Problem description – Which lines in the listing below contain the word "image"? Show each of them in full, with case counting in the match.

BEGIN Exercise materials

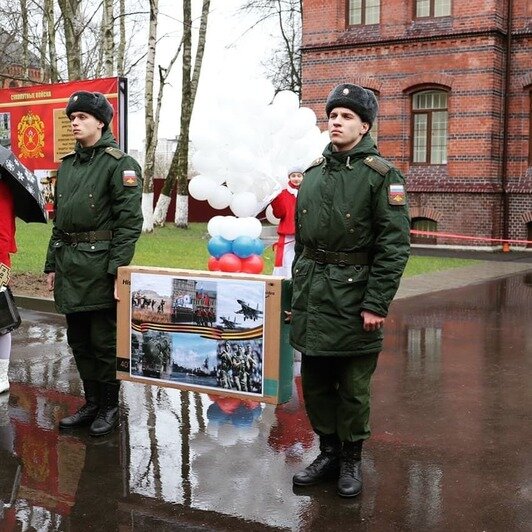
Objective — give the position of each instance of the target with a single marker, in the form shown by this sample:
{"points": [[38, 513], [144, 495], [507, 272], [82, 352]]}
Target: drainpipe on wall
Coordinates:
{"points": [[506, 107]]}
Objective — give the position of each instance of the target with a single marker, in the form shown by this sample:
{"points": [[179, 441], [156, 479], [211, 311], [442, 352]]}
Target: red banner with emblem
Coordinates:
{"points": [[33, 124]]}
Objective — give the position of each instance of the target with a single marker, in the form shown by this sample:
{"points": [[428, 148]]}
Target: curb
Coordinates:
{"points": [[38, 304]]}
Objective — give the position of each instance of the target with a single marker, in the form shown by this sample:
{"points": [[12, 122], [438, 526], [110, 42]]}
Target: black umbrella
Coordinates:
{"points": [[28, 199]]}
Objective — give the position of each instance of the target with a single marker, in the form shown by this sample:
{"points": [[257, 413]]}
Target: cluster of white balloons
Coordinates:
{"points": [[245, 142]]}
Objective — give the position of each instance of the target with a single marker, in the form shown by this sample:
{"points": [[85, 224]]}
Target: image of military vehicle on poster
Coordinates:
{"points": [[240, 305], [248, 311]]}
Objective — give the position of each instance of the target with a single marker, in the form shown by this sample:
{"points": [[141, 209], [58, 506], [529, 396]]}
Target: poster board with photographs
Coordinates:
{"points": [[209, 332]]}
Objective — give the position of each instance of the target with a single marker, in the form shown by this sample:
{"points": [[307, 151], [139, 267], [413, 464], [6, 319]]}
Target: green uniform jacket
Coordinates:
{"points": [[344, 205], [92, 195]]}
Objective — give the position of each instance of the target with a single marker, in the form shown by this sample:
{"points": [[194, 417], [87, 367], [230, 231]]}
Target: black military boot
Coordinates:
{"points": [[107, 418], [350, 481], [87, 413], [325, 466]]}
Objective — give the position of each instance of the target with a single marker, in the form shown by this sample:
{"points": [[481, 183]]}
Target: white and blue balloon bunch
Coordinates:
{"points": [[235, 245], [245, 140]]}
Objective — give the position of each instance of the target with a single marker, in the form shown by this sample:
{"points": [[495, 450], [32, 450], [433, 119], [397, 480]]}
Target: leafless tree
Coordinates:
{"points": [[178, 172], [284, 66]]}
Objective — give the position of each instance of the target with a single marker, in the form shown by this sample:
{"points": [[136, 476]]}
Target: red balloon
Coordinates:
{"points": [[253, 264], [213, 264], [229, 262]]}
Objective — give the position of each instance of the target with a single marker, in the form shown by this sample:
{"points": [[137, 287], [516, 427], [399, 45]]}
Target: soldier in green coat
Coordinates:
{"points": [[98, 220], [352, 245]]}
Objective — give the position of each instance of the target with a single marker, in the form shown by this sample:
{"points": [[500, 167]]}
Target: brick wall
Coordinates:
{"points": [[464, 54]]}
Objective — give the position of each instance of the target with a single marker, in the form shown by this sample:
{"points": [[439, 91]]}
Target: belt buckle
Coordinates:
{"points": [[342, 262], [320, 256]]}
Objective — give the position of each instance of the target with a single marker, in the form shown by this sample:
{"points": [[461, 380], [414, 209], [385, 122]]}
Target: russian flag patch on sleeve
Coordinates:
{"points": [[396, 194]]}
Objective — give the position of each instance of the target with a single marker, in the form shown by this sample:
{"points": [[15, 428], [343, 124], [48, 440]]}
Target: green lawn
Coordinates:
{"points": [[176, 248]]}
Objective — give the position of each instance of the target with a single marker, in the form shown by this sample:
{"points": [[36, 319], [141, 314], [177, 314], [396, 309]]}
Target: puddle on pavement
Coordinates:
{"points": [[448, 450]]}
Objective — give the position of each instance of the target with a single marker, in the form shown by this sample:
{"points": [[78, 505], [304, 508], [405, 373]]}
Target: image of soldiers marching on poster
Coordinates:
{"points": [[198, 332]]}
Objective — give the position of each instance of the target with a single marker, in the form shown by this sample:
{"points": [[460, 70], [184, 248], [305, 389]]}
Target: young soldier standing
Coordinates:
{"points": [[352, 245], [98, 220]]}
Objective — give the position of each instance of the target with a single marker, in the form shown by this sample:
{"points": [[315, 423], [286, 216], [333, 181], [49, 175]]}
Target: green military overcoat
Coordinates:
{"points": [[93, 194], [346, 203]]}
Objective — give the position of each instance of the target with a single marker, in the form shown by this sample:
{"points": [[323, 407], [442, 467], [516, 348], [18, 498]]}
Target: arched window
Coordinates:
{"points": [[429, 120], [423, 224], [433, 8], [363, 12]]}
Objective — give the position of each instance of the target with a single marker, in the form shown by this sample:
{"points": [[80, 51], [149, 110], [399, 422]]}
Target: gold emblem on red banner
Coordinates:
{"points": [[31, 136]]}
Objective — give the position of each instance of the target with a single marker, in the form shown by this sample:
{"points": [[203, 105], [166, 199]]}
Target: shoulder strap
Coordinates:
{"points": [[315, 162], [115, 152], [378, 164]]}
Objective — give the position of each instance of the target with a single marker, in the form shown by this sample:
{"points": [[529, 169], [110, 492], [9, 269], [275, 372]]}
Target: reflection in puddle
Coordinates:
{"points": [[450, 396]]}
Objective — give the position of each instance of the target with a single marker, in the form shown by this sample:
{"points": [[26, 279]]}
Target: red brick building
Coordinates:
{"points": [[454, 84]]}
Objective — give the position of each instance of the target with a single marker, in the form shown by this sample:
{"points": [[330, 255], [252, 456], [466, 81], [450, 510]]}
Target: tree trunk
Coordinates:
{"points": [[70, 9], [52, 52], [121, 54], [151, 134], [108, 38], [178, 171], [25, 39]]}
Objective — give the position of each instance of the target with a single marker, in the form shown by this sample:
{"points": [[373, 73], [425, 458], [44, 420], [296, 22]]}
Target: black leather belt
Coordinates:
{"points": [[87, 236], [340, 258]]}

END Exercise materials

Task result –
Target: image of military vehicle on poster
Target: image of soldiers marching on poster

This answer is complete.